§ **WHAT IS REQUIRED**: Keep only the lines that hold the string "hand", filtering out the rest of the entries below.

§ **RECORDS FOR THE TASK**:
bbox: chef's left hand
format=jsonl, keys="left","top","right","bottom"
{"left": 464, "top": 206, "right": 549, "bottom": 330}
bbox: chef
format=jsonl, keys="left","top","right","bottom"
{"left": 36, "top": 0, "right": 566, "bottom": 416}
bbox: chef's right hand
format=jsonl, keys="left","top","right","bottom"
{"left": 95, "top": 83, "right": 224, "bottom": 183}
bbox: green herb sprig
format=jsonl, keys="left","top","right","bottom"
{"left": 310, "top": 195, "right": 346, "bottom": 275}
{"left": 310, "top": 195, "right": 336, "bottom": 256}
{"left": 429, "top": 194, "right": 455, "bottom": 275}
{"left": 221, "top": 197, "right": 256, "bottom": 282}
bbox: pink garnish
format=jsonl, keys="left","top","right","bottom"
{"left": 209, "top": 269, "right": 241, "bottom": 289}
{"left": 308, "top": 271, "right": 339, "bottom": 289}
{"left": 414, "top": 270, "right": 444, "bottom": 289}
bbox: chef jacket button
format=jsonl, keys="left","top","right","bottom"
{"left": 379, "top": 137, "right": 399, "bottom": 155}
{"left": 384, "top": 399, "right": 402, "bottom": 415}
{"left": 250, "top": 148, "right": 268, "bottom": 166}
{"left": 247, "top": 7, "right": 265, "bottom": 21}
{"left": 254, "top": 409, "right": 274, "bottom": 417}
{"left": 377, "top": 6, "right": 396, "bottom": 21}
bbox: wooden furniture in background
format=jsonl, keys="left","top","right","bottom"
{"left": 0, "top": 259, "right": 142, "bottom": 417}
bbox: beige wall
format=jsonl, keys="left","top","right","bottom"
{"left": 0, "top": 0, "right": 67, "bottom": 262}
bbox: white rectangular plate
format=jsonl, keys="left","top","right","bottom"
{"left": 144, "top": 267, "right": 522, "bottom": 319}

§ **WRITTEN ANSWER**:
bbox: chef's left hand
bbox: chef's right hand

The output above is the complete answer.